Your instructions → Copy out the records from the line containing "Task: Could you identify the road" through the line containing "<point>78,219</point>", replacing "road marking" with "lane marking" and leaving everything else the same.

--- Data provided ---

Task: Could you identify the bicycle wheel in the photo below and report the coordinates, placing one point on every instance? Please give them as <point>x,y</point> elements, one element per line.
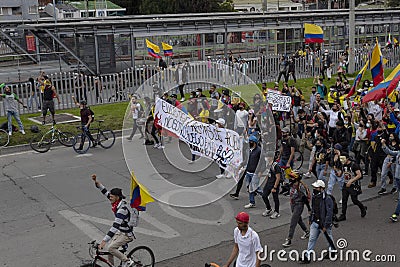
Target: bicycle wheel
<point>142,256</point>
<point>4,138</point>
<point>298,160</point>
<point>106,138</point>
<point>66,138</point>
<point>81,143</point>
<point>41,143</point>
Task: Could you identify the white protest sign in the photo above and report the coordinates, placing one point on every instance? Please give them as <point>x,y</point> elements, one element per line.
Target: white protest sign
<point>221,145</point>
<point>279,102</point>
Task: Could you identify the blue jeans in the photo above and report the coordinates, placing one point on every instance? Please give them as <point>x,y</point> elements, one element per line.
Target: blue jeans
<point>14,114</point>
<point>332,181</point>
<point>314,234</point>
<point>385,171</point>
<point>397,183</point>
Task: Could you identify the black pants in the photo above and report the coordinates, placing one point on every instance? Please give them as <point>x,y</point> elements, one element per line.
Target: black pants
<point>240,184</point>
<point>134,128</point>
<point>376,163</point>
<point>180,87</point>
<point>266,191</point>
<point>346,192</point>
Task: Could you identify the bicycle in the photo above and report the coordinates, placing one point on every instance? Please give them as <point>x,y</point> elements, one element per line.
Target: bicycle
<point>42,143</point>
<point>4,138</point>
<point>141,256</point>
<point>105,138</point>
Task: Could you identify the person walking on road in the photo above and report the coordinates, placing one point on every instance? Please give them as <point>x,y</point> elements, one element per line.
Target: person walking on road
<point>320,219</point>
<point>299,196</point>
<point>120,233</point>
<point>136,114</point>
<point>352,186</point>
<point>11,101</point>
<point>247,244</point>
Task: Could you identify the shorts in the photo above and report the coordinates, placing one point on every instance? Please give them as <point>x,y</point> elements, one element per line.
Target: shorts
<point>48,104</point>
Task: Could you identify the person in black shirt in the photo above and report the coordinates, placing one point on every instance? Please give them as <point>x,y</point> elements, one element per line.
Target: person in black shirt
<point>352,175</point>
<point>86,120</point>
<point>272,186</point>
<point>49,93</point>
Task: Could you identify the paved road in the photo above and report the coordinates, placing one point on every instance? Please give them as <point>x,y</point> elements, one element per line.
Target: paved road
<point>50,209</point>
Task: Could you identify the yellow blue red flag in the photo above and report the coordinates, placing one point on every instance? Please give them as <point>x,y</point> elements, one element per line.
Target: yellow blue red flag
<point>139,194</point>
<point>152,49</point>
<point>168,50</point>
<point>376,64</point>
<point>313,33</point>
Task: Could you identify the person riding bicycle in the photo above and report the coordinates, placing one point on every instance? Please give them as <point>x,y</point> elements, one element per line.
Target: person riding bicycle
<point>120,233</point>
<point>86,120</point>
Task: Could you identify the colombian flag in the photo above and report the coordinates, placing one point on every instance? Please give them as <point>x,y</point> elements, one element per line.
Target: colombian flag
<point>168,51</point>
<point>313,33</point>
<point>152,49</point>
<point>376,64</point>
<point>384,88</point>
<point>139,195</point>
<point>358,79</point>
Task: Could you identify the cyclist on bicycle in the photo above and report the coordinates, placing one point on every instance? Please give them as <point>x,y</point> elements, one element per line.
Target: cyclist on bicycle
<point>86,120</point>
<point>120,233</point>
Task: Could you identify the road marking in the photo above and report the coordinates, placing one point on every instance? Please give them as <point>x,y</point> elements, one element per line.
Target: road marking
<point>78,219</point>
<point>37,176</point>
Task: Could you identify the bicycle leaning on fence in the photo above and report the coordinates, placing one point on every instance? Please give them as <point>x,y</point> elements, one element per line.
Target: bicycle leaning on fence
<point>141,256</point>
<point>42,143</point>
<point>104,137</point>
<point>4,138</point>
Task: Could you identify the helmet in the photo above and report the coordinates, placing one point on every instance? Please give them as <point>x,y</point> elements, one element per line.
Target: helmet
<point>253,138</point>
<point>34,129</point>
<point>242,217</point>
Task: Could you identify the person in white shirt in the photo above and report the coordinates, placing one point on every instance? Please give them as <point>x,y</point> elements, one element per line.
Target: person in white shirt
<point>247,244</point>
<point>135,111</point>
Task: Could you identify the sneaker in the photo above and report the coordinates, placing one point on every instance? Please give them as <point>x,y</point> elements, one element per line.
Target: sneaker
<point>287,243</point>
<point>234,196</point>
<point>127,263</point>
<point>250,205</point>
<point>267,212</point>
<point>341,218</point>
<point>306,235</point>
<point>364,212</point>
<point>275,215</point>
<point>382,191</point>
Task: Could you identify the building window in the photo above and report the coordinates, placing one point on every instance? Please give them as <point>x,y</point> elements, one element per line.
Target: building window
<point>33,10</point>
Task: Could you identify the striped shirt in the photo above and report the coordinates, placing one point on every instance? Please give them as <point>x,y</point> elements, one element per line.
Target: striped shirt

---

Output for this exercise →
Task: Could you identify the lane marking in the photo above and report the coordinates, placing one point on every instance? Please give them as <point>x,y</point> elements, one element per line.
Target: lane marking
<point>78,219</point>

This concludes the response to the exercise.